AIM OF THE EXERCISE -> The job is to find each line in the entries holding the string "point" and copy that line.

==== EXERCISE MATERIAL ====

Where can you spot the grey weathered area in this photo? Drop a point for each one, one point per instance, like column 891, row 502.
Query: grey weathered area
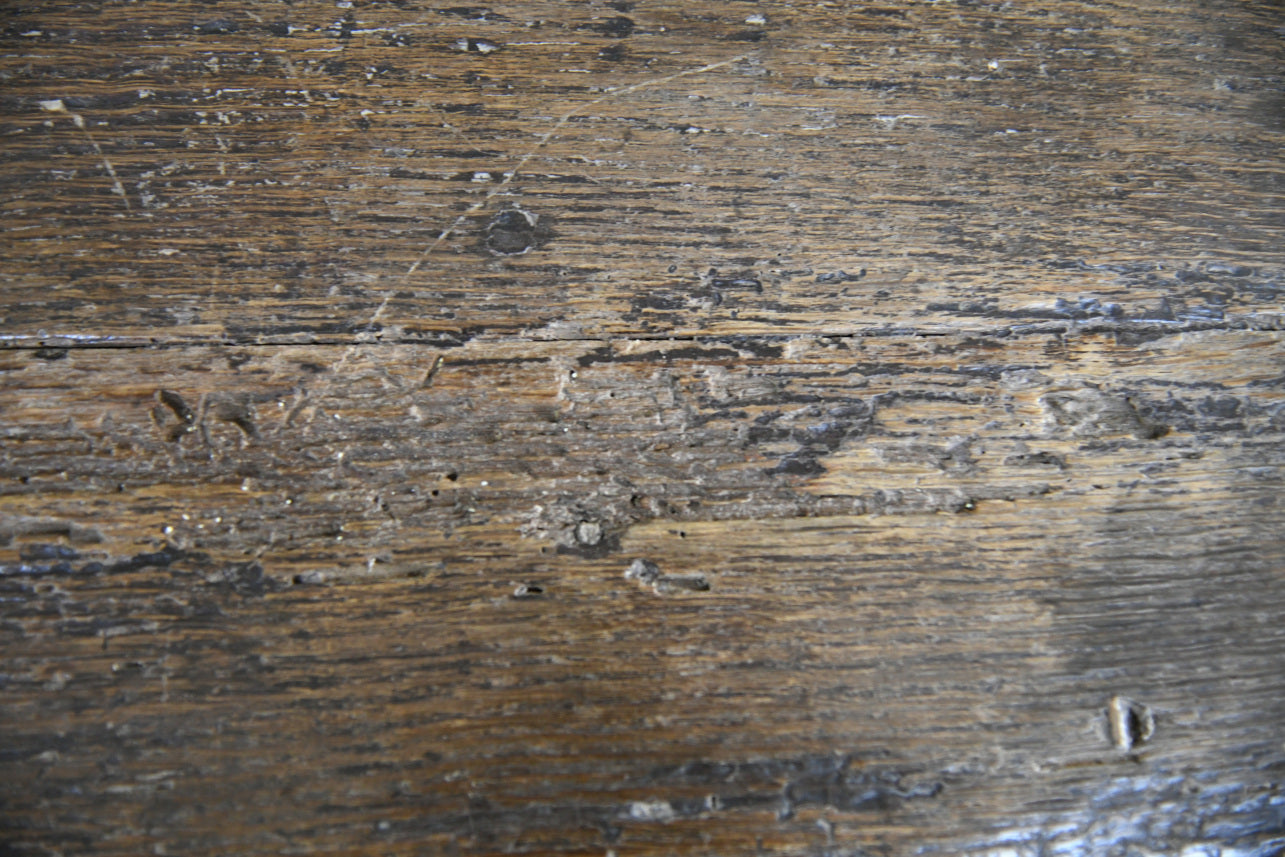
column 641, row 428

====
==== EXERCISE MATERIAL ====

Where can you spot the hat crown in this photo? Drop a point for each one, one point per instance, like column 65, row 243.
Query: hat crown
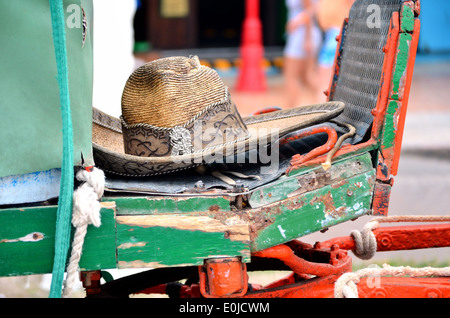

====
==== EXERCISE MATERIAL ====

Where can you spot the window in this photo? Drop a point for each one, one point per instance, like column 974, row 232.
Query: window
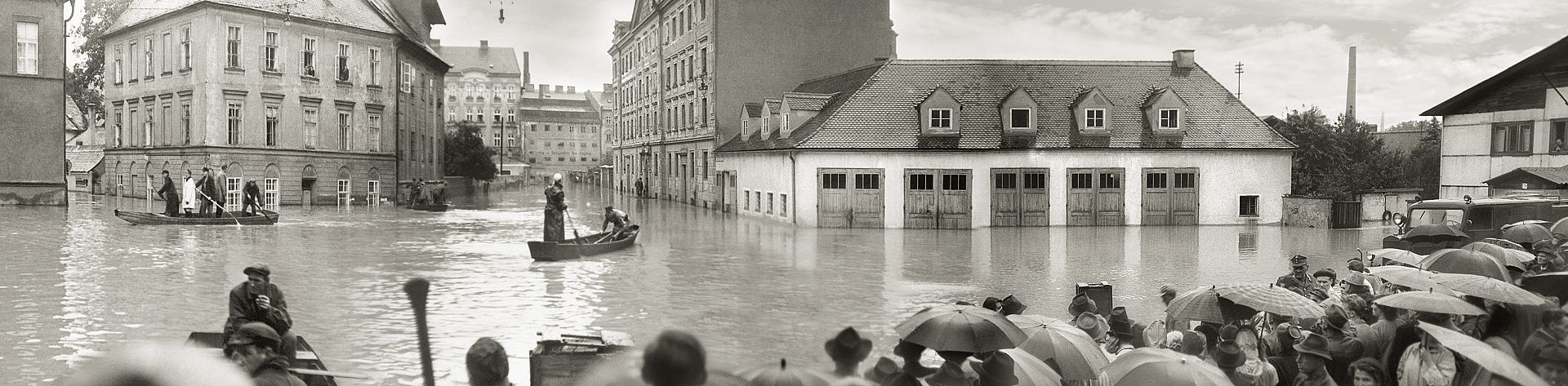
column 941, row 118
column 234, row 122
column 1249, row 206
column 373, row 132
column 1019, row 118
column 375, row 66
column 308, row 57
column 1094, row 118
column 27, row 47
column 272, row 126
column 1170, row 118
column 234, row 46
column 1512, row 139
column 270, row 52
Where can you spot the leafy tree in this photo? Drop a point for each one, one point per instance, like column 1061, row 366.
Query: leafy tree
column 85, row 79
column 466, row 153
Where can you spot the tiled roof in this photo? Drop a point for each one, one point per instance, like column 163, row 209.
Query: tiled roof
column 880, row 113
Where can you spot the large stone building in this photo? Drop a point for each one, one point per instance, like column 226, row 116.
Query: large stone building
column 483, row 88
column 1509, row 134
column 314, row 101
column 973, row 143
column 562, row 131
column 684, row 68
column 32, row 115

====

ANSWER SECTION ->
Where can you spot the grey weathered area in this photo? Drop a point for each one, one point per instance, like column 891, row 502.
Where can you spot the hat crown in this photo? Drop a point for each one, one point per instance, like column 65, row 243.
Where can you spot the window in this photo? Drop a point for each one, one point per instance, like column 974, row 232.
Where can you spot the leafy tree in this photo? Drop a point for each one, one point per instance, like column 1061, row 366.
Where can you spot the tiled roof in this photo? Drop a point for each one, one point per instance, like column 163, row 209.
Where can you spot the large stone building in this photo? Drop a point for each one, one point per instance, like column 226, row 116.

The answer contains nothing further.